_Work order_.
Reproduce, word for word, the part of the excerpt on Boehner and the House GOP that opens with the words containing "But the abandoned" and closes with "in the House.".

_Document extract_.
But the abandoned House bill would also have banned President Obama from using “extraordinary measures” to stave off a default when the debt ceiling is breached. It also failed to provide a bicameral committee for negotiating a larger budget deal.
And—against the veto threats of Obama and opposition of Senate Democrats—the bill initially would have removed subsidies to help congressional and White House staffers to buy health insurance and would have delayed for two years the medical device tax, a provision of their plan that was later removed by Tuesday afternoon.
In other words, conservatives were unhappy with a measure that the Senate would have blocked anyway. This essentially undercuts Boehner’s ability to negotiate, since he cannot back up his promises with action in the House.
Amazingly, these kinds of failures have become standard operating procedure among the House GOP caucus. Boehner lacks the authority of groups such as Club for Growth and Heritage Action that help finance conservative challengers in Republican primary elections.
In April, House Republican leaders pulled a measure that tweaked Obamacare to fund high-risk health insurance bills for Americans with preexisting conditions. Conservatives wanted to repeal the Affordable Care Act, rather than make marginal changes to the law.
The Ohio congressman’s “Plan B” on the fiscal cliff failed last year, after fellow GOP lawmakers refused to back a tax rate increase on incomes above $1 million. As a result, a separate deal was struck through the Senate that raised rates on families with incomes above $450,000. That measure cleared the House with Democratic support, a sign of how the failure undermined Boehner’s ability to negotiate.
When Boehner met with his caucus to pull Plan B, he uttered a prayer that encapsulates his speakership.
“God,” Boehner said, “grant me the serenity to accept the things I cannot change.”

_Records_.
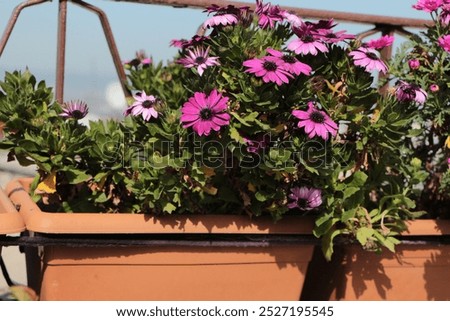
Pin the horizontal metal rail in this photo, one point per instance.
(305, 13)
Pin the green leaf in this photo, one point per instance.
(364, 234)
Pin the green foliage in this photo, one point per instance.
(366, 175)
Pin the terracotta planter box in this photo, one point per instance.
(10, 221)
(164, 271)
(418, 271)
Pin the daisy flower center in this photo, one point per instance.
(270, 66)
(289, 59)
(372, 55)
(200, 60)
(307, 38)
(206, 114)
(317, 117)
(147, 104)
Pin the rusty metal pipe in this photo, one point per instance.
(111, 43)
(305, 13)
(13, 19)
(61, 51)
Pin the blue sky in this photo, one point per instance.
(89, 68)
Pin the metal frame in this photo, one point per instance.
(61, 42)
(383, 24)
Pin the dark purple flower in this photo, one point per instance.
(199, 58)
(75, 109)
(315, 122)
(414, 64)
(268, 14)
(308, 42)
(290, 63)
(406, 93)
(305, 198)
(368, 58)
(144, 105)
(270, 68)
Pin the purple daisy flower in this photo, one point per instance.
(316, 122)
(75, 109)
(329, 36)
(308, 42)
(444, 42)
(271, 69)
(199, 57)
(428, 5)
(406, 93)
(205, 113)
(268, 14)
(305, 198)
(290, 63)
(143, 105)
(368, 58)
(380, 43)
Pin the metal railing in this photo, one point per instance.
(381, 24)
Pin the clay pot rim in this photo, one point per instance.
(10, 220)
(127, 223)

_Solved exercise_.
But the abandoned House bill would also have banned President Obama from using “extraordinary measures” to stave off a default when the debt ceiling is breached. It also failed to provide a bicameral committee for negotiating a larger budget deal.
And—against the veto threats of Obama and opposition of Senate Democrats—the bill initially would have removed subsidies to help congressional and White House staffers to buy health insurance and would have delayed for two years the medical device tax, a provision of their plan that was later removed by Tuesday afternoon.
In other words, conservatives were unhappy with a measure that the Senate would have blocked anyway. This essentially undercuts Boehner’s ability to negotiate, since he cannot back up his promises with action in the House.